> _Data records_
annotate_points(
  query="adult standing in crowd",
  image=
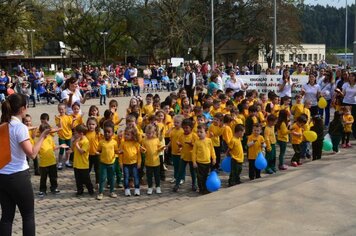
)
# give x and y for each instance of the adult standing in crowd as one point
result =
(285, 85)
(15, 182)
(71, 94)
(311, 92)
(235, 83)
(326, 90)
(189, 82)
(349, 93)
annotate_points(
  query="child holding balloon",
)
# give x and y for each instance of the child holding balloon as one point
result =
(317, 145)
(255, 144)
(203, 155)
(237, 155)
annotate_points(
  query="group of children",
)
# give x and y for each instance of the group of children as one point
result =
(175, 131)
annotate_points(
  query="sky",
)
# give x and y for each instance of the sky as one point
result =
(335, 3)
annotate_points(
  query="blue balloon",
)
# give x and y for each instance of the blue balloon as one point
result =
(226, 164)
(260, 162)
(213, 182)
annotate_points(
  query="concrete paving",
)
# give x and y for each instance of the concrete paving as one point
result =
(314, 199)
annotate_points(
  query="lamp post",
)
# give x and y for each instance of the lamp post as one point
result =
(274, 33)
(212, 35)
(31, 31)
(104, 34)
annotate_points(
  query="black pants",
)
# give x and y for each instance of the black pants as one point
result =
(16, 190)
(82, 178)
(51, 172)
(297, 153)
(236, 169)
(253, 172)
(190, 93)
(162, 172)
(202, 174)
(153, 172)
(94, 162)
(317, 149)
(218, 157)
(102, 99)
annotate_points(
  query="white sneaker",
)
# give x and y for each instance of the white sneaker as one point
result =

> _Exercise instructions_
The lines in the entries above that carry the word "query" must be copied.

> _Answer section_
  query="adult standing in crowd",
  query="child holding balloon",
  query="group of children",
  query="sky",
  query="blue balloon",
  query="concrete paving",
  query="lamp post",
  query="black pants",
  query="white sneaker",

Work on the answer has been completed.